##### EXCERPTED PASSAGE

A NEW REAL-TIME PROCESSING PLATFORM FOR ELETTRA 2.0 STORAGE RING

G. Gaio†, A. Bogani, M. Cautero, L. Pivetta, G. Scalamera, I. Trovarelli
Elettra-Sincrotrone Trieste, Trieste, Italy
L. Anastasio, University of L’Aquila, L’Aquila, Italy

Abstract

Processing synchronous data is essential to implement efficient control schemes. A new framework based on Linux and DPDK will be used to acquire and process sensors and actuators at very high repetition rate for Elettra 2.0. As part of the ongoing project, the current fast orbit feedback subsystem is going to be re-implemented with this new technology. Moreover, the communication performance with the new power converters for the new storage ring is presented.

##########
##### MATERIAL SUPPLIED

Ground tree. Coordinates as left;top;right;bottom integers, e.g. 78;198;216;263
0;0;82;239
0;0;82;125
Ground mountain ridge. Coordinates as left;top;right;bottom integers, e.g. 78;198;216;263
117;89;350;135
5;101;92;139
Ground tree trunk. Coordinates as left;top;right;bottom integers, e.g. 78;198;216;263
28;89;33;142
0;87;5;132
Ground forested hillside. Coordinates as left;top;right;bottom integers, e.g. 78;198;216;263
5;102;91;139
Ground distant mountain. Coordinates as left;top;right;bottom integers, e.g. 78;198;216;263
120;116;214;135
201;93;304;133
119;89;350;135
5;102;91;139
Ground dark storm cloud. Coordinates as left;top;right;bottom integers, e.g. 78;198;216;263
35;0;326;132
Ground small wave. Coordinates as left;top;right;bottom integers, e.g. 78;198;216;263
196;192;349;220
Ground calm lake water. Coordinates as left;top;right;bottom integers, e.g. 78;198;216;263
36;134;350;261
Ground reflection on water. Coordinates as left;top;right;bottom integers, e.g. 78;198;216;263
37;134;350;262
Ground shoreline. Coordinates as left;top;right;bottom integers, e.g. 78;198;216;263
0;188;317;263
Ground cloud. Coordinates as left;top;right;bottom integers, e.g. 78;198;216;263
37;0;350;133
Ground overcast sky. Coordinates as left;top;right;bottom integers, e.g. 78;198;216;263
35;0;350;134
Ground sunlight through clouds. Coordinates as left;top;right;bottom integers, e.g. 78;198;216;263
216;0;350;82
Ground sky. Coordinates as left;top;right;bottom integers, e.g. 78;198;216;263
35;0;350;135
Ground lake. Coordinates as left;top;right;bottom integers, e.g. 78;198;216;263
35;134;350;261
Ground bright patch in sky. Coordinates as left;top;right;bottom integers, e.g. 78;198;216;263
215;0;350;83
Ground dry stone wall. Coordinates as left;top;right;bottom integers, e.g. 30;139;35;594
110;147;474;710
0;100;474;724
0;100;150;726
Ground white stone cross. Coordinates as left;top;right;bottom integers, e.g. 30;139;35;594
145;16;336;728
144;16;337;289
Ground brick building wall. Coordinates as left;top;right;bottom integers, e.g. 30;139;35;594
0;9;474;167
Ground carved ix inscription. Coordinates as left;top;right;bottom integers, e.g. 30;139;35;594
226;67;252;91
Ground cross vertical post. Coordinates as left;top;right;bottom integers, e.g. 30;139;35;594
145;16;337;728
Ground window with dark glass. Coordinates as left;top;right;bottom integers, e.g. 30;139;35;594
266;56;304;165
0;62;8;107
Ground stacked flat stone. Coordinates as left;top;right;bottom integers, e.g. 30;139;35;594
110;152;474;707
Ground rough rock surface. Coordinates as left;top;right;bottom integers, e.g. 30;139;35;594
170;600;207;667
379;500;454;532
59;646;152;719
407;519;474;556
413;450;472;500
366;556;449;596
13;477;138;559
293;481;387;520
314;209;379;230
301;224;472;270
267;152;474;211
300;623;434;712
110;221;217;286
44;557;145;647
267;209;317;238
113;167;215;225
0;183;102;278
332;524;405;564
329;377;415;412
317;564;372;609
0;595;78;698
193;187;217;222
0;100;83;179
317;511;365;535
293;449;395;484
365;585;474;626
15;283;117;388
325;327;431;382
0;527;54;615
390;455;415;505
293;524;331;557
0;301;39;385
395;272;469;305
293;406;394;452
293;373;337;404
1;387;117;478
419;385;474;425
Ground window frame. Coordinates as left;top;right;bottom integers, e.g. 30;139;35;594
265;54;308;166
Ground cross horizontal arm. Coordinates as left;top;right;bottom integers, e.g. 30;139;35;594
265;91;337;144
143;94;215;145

##########

### REQUIRED ACTIONS:
- A) Transcribe the portion of the Elettra 2.0 platform abstract from "A NEW REAL-TIME" up to and including "ring is presented.".
- B) Pick up the Elettra 2.0 platform abstract after its final sentence and continue it.
The records have no connection to the abstract on the Elettra 2.0 real-time processing platform.

### OUTPUTS IN ORDER:
- A)
A NEW REAL-TIME PROCESSING PLATFORM FOR ELETTRA 2.0 STORAGE RING

G. Gaio†, A. Bogani, M. Cautero, L. Pivetta, G. Scalamera, I. Trovarelli
Elettra-Sincrotrone Trieste, Trieste, Italy
L. Anastasio, University of L’Aquila, L’Aquila, Italy

Abstract

Processing synchronous data is essential to implement efficient control schemes. A new framework based on Linux and DPDK will be used to acquire and process sensors and actuators at very high repetition rate for Elettra 2.0. As part of the ongoing project, the current fast orbit feedback subsystem is going to be re-implemented with this new technology. Moreover, the communication performance with the new power converters for the new storage ring is presented.

- B)
INTRODUCTION

At Elettra, a novel hardware/software platform [1] has been embraced to facilitate real-time interfacing and processing for devices equipped with Ethernet interfaces. This architectural paradigm, based on DPDK [2], an industrial-grade package primarily implementing network stack bypass techniques, was deployed last year in the FERMI free electron laser [3] as part of a comprehensive control system upgrade. Furthermore, it has recently been employed in the upgrade of the legacy Global Orbit Feedback (GOF) [4] for the Elettra synchrotron.

While this upgrade may not be deemed strictly necessary, it serves as an ideal testbed for the evaluation of hardware and software technologies over the next two years. These technologies are essential for the real-time control of the equipment slated for installation in the forthcoming particle accelerator, scheduled to replace the Elettra synchrotron in 2026.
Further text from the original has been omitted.